→ Material for this task:
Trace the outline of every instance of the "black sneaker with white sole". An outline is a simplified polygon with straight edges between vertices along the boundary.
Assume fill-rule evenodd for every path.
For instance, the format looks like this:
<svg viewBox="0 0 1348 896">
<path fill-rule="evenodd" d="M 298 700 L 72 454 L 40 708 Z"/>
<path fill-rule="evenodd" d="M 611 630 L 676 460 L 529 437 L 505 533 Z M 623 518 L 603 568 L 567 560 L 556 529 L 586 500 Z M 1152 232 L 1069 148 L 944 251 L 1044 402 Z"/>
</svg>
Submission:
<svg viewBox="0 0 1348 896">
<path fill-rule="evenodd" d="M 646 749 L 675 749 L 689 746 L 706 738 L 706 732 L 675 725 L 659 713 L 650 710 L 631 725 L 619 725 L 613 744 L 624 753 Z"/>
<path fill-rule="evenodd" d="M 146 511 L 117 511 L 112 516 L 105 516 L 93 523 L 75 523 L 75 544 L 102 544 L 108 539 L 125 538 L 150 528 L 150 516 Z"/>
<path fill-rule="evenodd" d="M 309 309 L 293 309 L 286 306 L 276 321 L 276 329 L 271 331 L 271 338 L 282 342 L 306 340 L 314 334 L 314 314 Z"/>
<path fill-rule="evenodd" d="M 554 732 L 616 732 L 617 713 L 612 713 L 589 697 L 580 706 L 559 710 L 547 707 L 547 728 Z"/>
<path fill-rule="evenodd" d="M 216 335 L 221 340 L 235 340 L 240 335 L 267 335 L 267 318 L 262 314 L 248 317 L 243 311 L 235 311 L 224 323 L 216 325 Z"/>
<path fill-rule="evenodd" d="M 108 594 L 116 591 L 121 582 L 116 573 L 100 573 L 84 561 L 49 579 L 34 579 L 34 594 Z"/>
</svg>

→ What the task requires: Copy out the records from their first line through the line containing "646 749 L 675", including both of those lines.

→ Complete answer:
Trace the outline of every instance of the "black sneaker with white sole". An outline is a simplified polygon with straight edges between vertices along the boundary.
Assume fill-rule evenodd for every path.
For instance, the format looks like this:
<svg viewBox="0 0 1348 896">
<path fill-rule="evenodd" d="M 298 700 L 72 454 L 40 708 Z"/>
<path fill-rule="evenodd" d="M 611 630 L 676 460 L 529 437 L 505 533 Z M 623 518 L 603 568 L 567 560 L 556 529 L 586 500 Z M 1152 232 L 1069 148 L 944 251 L 1044 402 Z"/>
</svg>
Submission:
<svg viewBox="0 0 1348 896">
<path fill-rule="evenodd" d="M 646 749 L 675 749 L 689 746 L 706 738 L 706 732 L 675 725 L 659 713 L 650 710 L 631 725 L 619 725 L 613 744 L 624 753 Z"/>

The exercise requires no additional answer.